** START **

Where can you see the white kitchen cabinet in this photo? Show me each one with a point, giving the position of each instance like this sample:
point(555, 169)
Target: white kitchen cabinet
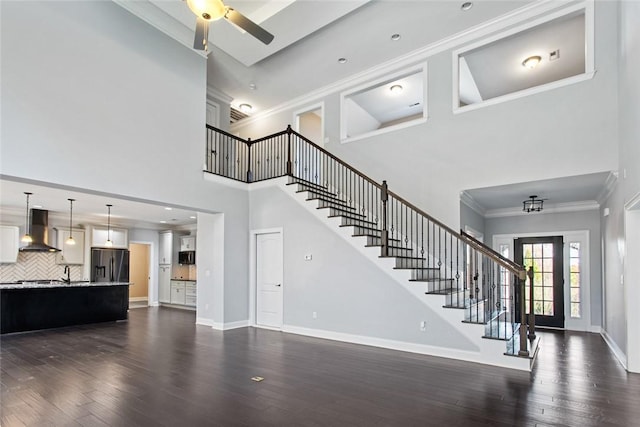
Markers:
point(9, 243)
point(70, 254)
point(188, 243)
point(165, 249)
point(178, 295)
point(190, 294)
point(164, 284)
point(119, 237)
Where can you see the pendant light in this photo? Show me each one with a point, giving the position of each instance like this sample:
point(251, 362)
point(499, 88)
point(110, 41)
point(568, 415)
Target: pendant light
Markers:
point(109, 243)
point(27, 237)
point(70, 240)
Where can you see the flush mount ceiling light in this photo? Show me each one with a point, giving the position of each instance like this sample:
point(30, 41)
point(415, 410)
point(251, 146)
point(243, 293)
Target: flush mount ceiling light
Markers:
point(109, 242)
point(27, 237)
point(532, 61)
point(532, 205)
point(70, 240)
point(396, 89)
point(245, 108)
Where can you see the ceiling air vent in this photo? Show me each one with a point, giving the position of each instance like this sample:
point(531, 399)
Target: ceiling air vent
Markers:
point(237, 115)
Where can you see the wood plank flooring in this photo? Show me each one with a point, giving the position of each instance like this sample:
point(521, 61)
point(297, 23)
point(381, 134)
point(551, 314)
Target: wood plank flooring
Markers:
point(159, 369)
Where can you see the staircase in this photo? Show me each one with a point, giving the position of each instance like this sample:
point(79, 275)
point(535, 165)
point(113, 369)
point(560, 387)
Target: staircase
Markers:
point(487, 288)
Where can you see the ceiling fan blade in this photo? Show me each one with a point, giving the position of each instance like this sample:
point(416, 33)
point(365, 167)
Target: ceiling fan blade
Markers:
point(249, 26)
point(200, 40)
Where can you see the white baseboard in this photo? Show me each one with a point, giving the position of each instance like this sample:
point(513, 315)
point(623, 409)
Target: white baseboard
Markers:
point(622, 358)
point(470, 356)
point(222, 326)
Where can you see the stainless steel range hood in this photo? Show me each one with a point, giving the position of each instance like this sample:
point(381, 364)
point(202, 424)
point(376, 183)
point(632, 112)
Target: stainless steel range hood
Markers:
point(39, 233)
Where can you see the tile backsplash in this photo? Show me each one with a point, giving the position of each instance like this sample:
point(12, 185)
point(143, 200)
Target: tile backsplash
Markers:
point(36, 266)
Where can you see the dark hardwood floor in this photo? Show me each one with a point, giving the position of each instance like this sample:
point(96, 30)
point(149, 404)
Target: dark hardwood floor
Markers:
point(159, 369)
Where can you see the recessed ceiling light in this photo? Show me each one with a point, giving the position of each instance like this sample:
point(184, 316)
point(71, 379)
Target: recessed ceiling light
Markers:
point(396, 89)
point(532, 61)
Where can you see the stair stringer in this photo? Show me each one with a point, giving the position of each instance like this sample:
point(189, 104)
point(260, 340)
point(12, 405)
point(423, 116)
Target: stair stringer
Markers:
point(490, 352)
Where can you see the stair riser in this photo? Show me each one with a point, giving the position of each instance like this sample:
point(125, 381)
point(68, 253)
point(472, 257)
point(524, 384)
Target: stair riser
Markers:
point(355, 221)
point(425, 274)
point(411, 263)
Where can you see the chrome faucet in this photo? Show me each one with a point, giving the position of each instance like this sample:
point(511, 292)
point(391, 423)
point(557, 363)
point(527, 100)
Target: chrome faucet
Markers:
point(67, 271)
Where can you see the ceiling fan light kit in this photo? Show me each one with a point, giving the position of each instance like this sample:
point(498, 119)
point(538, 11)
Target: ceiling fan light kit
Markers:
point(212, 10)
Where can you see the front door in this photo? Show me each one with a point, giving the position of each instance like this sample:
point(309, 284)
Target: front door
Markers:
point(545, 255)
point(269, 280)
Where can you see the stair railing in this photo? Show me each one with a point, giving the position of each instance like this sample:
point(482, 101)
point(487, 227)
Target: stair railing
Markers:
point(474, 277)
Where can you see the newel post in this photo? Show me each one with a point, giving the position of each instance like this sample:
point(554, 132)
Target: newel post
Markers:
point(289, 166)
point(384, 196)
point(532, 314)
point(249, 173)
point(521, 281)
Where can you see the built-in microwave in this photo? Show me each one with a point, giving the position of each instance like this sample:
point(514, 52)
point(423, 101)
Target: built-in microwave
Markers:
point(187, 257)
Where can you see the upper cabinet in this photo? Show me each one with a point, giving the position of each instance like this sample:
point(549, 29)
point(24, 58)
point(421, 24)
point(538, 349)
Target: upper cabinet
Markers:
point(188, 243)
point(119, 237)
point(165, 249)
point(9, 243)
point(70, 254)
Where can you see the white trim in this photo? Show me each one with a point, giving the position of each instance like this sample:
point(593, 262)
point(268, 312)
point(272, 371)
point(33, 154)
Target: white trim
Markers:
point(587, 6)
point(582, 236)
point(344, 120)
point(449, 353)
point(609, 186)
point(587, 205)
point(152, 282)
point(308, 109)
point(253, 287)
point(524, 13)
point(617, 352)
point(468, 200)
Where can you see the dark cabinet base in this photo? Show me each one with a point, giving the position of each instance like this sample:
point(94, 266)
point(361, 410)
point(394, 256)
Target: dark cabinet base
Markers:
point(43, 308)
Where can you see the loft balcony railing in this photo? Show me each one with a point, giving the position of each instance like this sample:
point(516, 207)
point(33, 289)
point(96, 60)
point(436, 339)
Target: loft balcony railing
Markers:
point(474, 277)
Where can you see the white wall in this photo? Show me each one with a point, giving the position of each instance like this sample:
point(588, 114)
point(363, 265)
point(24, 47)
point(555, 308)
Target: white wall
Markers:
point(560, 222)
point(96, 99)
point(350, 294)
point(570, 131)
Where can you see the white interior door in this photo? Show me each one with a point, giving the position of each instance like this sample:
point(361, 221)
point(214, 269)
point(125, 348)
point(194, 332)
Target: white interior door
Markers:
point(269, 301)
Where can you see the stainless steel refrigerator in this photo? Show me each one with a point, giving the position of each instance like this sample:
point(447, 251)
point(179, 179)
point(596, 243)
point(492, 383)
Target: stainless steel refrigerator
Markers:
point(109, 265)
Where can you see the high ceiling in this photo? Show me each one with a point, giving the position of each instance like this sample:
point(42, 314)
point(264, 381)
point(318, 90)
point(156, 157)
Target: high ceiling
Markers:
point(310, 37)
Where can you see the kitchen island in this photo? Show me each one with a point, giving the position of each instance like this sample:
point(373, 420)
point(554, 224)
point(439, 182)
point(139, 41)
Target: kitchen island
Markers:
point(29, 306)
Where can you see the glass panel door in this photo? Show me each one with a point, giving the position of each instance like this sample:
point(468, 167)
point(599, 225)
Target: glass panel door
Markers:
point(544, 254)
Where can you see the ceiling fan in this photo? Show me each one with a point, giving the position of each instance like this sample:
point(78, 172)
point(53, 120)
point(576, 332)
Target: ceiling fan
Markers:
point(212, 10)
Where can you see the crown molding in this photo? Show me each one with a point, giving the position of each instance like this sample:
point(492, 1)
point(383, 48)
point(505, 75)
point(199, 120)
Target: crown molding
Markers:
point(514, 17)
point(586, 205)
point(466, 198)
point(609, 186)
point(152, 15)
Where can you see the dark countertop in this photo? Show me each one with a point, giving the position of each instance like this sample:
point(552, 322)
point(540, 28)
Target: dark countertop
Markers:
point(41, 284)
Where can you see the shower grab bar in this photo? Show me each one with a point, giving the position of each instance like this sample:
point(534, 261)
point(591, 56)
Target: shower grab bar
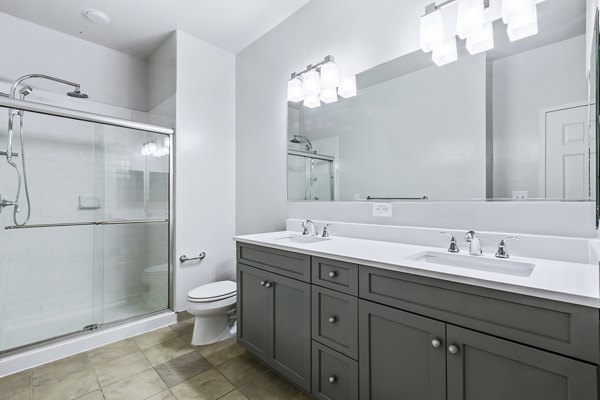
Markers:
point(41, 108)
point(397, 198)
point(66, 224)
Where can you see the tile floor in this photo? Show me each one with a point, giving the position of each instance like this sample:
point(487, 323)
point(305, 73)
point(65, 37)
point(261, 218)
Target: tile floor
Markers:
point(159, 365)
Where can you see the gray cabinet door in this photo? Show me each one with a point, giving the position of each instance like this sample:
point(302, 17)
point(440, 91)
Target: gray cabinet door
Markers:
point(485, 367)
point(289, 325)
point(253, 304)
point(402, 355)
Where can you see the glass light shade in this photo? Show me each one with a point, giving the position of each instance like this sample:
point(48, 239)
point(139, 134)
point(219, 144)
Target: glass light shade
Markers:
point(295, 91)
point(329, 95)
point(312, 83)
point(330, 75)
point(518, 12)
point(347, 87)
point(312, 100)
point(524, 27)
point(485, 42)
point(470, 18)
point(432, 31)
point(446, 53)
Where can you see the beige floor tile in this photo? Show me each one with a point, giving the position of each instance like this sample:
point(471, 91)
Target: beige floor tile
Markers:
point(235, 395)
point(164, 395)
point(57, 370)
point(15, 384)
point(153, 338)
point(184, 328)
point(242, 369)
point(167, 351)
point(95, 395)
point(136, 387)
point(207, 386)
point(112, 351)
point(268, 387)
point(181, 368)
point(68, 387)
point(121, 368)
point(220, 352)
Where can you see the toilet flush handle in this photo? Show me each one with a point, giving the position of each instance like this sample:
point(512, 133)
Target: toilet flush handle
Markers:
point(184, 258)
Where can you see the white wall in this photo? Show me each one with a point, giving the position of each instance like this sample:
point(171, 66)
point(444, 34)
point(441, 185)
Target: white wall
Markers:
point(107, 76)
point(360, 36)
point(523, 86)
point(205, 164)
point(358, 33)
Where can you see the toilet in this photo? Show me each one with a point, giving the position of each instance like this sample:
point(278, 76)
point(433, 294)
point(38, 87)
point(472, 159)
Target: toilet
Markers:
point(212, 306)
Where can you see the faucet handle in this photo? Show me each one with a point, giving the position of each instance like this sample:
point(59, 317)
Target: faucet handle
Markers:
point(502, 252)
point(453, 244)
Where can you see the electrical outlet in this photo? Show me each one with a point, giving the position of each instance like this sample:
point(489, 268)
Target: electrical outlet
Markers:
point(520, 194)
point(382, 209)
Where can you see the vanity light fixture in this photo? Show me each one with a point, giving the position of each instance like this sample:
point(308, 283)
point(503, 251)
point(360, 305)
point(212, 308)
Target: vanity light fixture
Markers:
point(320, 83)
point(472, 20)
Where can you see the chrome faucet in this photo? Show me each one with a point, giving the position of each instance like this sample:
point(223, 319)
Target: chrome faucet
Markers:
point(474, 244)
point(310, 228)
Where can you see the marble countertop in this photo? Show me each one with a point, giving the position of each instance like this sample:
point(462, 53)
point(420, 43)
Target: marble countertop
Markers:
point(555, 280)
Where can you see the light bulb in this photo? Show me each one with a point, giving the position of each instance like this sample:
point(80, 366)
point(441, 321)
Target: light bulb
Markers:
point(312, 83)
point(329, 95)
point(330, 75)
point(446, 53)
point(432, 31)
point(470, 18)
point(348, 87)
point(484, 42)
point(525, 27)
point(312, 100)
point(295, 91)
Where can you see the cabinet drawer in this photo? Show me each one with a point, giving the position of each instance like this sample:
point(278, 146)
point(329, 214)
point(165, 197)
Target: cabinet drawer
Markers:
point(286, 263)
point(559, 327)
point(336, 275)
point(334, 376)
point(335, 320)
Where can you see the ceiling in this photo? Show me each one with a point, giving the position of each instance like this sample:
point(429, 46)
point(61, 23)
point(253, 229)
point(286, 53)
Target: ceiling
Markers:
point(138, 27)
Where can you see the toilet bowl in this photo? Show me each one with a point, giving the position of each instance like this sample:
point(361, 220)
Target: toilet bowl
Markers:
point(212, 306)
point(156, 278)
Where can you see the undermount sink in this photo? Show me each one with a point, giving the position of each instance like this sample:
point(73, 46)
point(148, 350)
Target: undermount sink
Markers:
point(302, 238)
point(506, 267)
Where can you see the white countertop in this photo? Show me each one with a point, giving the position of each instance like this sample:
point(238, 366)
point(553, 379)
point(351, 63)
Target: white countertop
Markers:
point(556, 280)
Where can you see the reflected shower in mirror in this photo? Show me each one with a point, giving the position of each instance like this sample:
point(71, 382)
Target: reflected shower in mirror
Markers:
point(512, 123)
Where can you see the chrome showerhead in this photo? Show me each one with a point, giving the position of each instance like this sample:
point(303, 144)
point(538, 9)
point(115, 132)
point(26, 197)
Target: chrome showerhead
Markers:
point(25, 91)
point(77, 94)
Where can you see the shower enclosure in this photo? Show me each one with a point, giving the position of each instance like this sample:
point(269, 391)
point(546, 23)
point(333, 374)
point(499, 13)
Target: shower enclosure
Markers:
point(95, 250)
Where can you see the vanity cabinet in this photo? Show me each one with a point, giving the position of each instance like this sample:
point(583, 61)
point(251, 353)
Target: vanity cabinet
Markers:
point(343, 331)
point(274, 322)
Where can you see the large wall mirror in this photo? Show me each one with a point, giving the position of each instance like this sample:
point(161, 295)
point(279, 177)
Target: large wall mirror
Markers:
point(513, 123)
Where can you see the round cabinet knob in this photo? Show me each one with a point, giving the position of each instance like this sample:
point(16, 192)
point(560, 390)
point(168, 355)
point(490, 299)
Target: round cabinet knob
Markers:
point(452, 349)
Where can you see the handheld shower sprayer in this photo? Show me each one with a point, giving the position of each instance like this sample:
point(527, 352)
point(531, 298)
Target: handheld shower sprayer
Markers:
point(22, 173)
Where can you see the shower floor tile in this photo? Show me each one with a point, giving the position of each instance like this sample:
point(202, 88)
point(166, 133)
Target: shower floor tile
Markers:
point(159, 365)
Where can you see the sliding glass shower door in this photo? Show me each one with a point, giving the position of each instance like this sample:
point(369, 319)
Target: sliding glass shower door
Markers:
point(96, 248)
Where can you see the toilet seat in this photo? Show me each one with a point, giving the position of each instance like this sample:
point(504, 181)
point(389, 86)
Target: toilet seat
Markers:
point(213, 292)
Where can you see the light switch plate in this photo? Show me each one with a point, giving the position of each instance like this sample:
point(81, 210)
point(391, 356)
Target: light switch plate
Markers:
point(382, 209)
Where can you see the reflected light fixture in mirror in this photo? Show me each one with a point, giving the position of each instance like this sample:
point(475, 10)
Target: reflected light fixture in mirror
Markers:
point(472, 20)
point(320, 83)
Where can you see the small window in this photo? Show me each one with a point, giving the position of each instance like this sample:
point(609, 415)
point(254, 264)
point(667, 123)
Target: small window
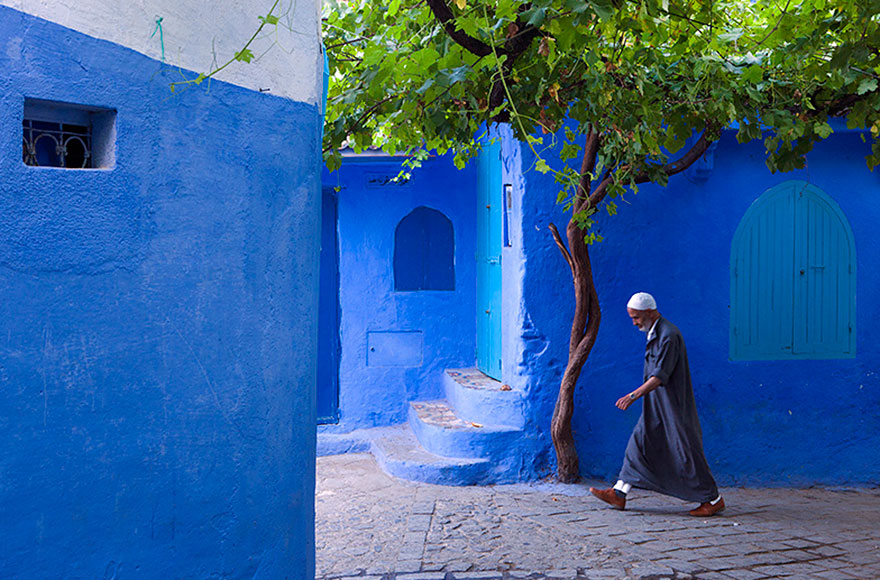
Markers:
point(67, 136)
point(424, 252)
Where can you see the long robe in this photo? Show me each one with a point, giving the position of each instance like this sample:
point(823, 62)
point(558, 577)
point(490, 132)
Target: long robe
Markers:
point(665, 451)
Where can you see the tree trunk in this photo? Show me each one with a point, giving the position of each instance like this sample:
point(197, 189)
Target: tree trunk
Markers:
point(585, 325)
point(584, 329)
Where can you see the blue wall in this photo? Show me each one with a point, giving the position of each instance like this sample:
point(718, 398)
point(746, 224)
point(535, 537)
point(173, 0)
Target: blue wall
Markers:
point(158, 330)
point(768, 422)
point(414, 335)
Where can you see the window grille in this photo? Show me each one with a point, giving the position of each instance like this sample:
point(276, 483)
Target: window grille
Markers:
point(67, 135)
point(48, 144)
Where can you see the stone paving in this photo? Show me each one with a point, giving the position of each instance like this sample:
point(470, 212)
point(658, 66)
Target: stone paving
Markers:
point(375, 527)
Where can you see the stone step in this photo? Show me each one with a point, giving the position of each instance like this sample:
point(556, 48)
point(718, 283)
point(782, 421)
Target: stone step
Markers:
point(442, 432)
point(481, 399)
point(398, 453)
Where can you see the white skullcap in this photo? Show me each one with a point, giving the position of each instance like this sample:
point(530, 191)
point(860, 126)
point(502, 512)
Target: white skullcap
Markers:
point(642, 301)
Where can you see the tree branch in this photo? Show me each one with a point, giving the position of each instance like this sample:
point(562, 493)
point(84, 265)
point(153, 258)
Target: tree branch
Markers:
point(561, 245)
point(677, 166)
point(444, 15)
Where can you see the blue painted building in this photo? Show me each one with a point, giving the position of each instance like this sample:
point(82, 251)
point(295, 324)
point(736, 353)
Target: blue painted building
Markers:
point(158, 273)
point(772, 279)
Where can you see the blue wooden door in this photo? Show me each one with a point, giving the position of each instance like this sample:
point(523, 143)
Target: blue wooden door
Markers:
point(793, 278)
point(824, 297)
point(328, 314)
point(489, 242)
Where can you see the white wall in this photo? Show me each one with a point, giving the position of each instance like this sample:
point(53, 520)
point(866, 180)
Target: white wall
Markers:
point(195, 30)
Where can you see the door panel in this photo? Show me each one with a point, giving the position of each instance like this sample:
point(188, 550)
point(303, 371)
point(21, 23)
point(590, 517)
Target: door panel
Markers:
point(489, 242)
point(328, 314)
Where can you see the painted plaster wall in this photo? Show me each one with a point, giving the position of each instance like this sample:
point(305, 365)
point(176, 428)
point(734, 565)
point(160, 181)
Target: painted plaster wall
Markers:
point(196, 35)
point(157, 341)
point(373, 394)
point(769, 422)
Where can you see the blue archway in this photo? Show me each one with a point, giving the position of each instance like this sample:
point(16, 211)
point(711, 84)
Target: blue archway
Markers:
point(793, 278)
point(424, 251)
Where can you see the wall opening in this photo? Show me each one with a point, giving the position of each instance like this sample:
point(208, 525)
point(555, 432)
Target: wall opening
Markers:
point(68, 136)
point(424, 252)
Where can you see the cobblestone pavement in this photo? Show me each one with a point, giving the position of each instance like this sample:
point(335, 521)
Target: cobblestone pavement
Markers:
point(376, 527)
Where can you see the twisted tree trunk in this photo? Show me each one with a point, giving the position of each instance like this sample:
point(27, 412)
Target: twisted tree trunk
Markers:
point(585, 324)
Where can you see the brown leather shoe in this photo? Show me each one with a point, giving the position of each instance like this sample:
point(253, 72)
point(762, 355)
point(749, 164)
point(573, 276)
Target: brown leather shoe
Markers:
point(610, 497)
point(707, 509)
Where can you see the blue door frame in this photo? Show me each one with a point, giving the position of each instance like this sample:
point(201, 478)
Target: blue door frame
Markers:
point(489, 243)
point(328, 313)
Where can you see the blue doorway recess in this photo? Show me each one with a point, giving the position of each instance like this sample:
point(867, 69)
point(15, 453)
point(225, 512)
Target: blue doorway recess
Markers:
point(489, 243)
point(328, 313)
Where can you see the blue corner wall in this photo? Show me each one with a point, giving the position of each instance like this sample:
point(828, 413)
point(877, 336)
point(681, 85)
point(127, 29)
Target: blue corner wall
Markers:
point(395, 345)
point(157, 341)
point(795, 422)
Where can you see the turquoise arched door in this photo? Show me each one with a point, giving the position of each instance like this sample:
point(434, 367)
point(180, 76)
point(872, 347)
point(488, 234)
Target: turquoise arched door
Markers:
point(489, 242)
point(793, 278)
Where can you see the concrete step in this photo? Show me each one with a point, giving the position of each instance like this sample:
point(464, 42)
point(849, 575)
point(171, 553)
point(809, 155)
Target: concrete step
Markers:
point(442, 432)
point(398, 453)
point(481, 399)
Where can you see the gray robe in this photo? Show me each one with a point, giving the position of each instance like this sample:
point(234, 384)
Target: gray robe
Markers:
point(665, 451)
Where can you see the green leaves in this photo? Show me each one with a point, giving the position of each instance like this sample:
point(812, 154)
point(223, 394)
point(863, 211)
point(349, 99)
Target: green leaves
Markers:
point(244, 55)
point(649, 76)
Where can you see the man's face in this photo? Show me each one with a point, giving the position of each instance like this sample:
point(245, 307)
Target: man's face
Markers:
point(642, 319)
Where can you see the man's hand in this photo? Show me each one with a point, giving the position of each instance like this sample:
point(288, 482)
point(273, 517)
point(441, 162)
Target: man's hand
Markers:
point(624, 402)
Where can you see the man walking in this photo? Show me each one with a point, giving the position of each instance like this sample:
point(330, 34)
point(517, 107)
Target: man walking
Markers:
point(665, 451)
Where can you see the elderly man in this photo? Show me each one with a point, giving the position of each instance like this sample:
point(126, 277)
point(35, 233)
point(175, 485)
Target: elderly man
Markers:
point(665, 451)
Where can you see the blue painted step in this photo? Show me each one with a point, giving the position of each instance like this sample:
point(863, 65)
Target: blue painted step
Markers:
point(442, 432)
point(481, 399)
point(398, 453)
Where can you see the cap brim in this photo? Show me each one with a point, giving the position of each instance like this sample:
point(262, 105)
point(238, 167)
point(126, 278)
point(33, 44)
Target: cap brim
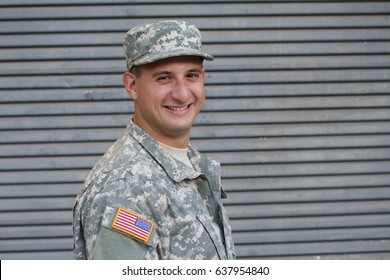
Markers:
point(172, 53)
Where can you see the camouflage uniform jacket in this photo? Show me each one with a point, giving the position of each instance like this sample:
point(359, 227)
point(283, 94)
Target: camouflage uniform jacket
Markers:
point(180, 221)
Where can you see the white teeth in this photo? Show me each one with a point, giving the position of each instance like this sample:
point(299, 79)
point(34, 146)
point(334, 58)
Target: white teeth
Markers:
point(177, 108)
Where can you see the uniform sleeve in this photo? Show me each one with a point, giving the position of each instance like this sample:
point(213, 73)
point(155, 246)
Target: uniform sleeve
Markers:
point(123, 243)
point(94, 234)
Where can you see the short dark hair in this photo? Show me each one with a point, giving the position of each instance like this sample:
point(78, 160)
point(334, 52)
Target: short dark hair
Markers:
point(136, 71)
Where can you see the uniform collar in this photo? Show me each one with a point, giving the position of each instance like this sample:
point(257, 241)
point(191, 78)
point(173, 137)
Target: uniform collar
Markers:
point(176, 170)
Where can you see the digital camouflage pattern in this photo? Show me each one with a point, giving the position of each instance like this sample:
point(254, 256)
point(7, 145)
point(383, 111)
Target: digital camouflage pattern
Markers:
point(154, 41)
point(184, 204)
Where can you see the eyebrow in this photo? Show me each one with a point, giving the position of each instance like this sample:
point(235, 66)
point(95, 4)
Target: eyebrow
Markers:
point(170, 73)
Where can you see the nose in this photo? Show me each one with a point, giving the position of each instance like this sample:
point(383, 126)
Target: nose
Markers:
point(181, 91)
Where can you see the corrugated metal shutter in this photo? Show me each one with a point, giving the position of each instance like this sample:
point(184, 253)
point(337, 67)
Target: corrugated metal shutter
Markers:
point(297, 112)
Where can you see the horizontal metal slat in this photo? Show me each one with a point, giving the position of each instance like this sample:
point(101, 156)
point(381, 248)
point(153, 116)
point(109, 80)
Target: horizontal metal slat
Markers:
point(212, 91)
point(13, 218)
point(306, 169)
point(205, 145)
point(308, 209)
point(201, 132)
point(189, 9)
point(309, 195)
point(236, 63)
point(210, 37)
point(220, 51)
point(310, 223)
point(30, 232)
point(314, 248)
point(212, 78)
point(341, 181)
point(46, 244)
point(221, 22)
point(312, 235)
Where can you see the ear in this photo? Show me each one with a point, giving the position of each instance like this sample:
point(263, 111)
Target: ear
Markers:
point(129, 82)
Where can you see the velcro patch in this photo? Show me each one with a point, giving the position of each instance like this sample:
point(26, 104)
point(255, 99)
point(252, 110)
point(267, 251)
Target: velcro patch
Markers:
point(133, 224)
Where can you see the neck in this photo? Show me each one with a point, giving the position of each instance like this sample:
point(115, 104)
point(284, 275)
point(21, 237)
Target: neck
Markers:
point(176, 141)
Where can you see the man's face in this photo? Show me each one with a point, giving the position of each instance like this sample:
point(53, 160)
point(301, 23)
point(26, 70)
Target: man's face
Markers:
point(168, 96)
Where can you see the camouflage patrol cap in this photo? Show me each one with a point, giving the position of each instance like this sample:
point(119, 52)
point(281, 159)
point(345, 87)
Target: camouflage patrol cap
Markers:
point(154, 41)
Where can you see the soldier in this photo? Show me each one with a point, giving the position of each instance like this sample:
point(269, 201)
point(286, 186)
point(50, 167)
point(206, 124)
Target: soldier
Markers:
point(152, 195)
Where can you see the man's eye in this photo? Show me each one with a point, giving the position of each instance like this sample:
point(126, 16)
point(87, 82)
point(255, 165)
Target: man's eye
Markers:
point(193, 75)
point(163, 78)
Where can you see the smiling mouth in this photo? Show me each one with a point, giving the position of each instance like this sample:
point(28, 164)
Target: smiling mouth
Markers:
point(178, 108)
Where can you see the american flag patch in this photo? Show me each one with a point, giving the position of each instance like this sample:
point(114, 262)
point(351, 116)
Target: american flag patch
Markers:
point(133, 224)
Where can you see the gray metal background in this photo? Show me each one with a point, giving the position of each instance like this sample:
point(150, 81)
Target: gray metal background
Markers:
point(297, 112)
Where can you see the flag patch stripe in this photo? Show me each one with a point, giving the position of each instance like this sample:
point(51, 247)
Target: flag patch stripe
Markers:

** END **

▸ Request
Can you reproduce the stretch from the line containing "Where can you see the built-in" through the line containing "point(43, 308)", with all request wording kept and every marker point's coordinates scaled by 1.9 and rounded to whole numbers, halves rounded up? The sample points inside the requests should stay as they are.

▸ Answer to the exercise
Where can you see the built-in microwave in this photo? Show me each one with a point, giving the position of each instance like this sample:
point(514, 52)
point(423, 101)
Target: built-in microwave
Markers:
point(355, 488)
Where can you see the upper cabinet in this photo? Show me each one with a point, giving the position of each instance like this sample:
point(549, 29)
point(24, 58)
point(421, 24)
point(538, 349)
Target: upper cabinet
Markers:
point(357, 462)
point(226, 450)
point(314, 473)
point(17, 462)
point(133, 483)
Where can you see the white trim in this photo? Show me each one with a point, giving the position of each instance like this sample:
point(593, 262)
point(268, 312)
point(272, 371)
point(33, 154)
Target: white trim
Markers:
point(1115, 11)
point(1106, 448)
point(654, 228)
point(853, 671)
point(1157, 353)
point(1115, 390)
point(289, 536)
point(585, 207)
point(481, 545)
point(996, 25)
point(1172, 669)
point(889, 380)
Where can you see the dark cabinet base in this photo? Show me each one with a point, giving the position of each instance like this sample:
point(94, 266)
point(361, 410)
point(394, 256)
Target: dark cabinet base
Markers:
point(82, 585)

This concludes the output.